Aim: Reproduce the lines below word for word, omitting the pictures.

>> start Stored records

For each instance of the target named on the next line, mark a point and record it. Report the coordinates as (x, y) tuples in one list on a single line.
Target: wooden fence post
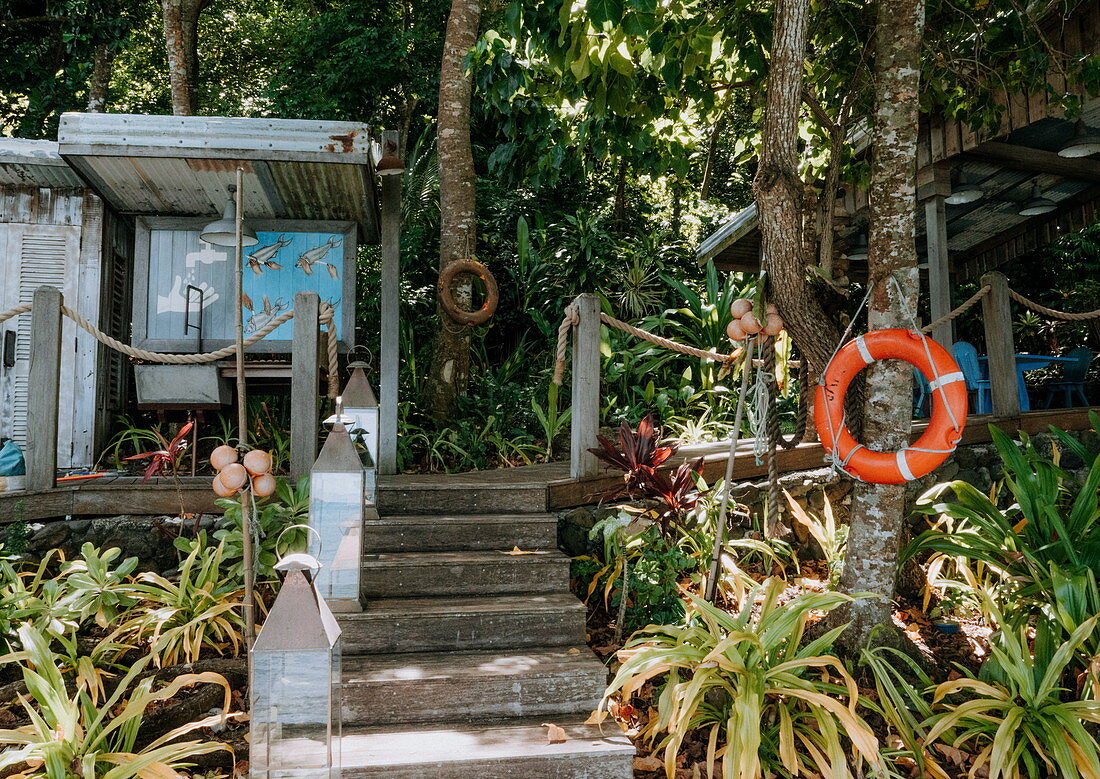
[(585, 387), (389, 359), (44, 386), (304, 382), (997, 313)]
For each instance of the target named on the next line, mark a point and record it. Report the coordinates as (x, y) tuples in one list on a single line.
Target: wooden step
[(488, 752), (407, 496), (449, 624), (460, 533), (458, 687), (419, 574)]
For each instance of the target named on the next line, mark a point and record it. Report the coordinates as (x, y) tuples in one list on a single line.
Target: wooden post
[(304, 382), (44, 385), (939, 282), (997, 313), (389, 359), (585, 384)]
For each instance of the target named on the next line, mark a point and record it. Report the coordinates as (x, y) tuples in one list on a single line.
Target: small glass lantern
[(359, 409), (337, 492), (295, 688)]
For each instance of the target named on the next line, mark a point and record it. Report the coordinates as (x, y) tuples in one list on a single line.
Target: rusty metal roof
[(30, 163), (158, 165)]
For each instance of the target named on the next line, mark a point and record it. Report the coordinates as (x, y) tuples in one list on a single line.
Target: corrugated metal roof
[(184, 165), (29, 163)]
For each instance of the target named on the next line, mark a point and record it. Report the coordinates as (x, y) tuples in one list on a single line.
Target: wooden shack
[(54, 230)]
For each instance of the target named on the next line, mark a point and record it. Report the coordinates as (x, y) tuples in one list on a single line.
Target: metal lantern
[(295, 687), (337, 491), (359, 410)]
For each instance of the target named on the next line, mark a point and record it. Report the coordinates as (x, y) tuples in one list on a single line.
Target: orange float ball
[(222, 456), (263, 485), (220, 490), (257, 461)]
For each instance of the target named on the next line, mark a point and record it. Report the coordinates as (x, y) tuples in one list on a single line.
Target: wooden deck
[(113, 495)]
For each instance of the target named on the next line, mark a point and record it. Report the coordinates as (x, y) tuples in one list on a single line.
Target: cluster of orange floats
[(946, 386), (254, 471)]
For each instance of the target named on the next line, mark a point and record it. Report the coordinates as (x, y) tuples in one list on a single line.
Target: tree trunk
[(458, 223), (878, 511), (180, 37), (779, 195), (100, 78)]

>> end Stored records

Exercise output:
For each instance of the target named on the next line, mark a point and record it. Report the coordinates as (x, y) tuples in one list on a single line.
Target: wooden fence post
[(585, 387), (389, 359), (44, 386), (304, 382), (997, 313)]
For each instance of the target named on the next line, mark a point and record it. Report the coordinates as (x, y) tuples in one list on a single line.
Target: wooden step
[(488, 752), (407, 496), (449, 624), (460, 533), (458, 687), (419, 574)]
For each instance of the target named on the next line, mark a point and record it. Report the coordinates as (x, y) tuples in one list on a single line.
Target: wooden post
[(304, 382), (44, 385), (939, 282), (997, 313), (389, 359), (585, 384)]
For each instance of the target named on the next line, mark a point and record it. Report the coordinates as (x, y) tuples in one list on a single line.
Target: small glass lantern
[(359, 409), (337, 492), (295, 688)]
For each instance of the target named on the next line, mark a point and record it. Report the coordinates as (x, y) tuples in one list on a single line.
Target: rusty metal roof
[(30, 163), (158, 165)]
For each instance of the target named on the next line, mark a point and record it. Report the coordinates as (x, y) tuples in one list on a single line.
Target: corrugated metal roof
[(184, 165), (29, 163)]
For each instance of the target named on the next line, mark a point and record it. Report the coordinates as (x, y) tuples in one list on a single line.
Target: wooden shack
[(54, 230)]
For each instance of the target named on the next line, mark a point and record it. Report the coordinates as (x, y) tuples in one list on a single line.
Target: metal lantern
[(295, 687), (337, 491), (359, 410)]
For each instance of the target named on the next line, mark a point and record it. Report the coordinates as (x, y) tuples in one list on a single line.
Target: orange float ball
[(222, 456), (263, 485), (220, 490), (257, 461)]
For each instance of the target named on the next line, mark a point and record it. Report the coordinates as (x, y) tuples in one list on a single line.
Target: wooden deck
[(113, 495)]
For each instance of the target named on the next line, mark a point and record it. Report the coordinates as (x, y) tuples in one list on a single line.
Target: cluster of orange floats
[(946, 386), (254, 471)]
For each instance of the target named on the next line, mark a point and record it. Report the coordinates as (x, y) tuples in one list on a single line.
Target: tree trunk
[(458, 223), (878, 511), (180, 37), (779, 195), (100, 78)]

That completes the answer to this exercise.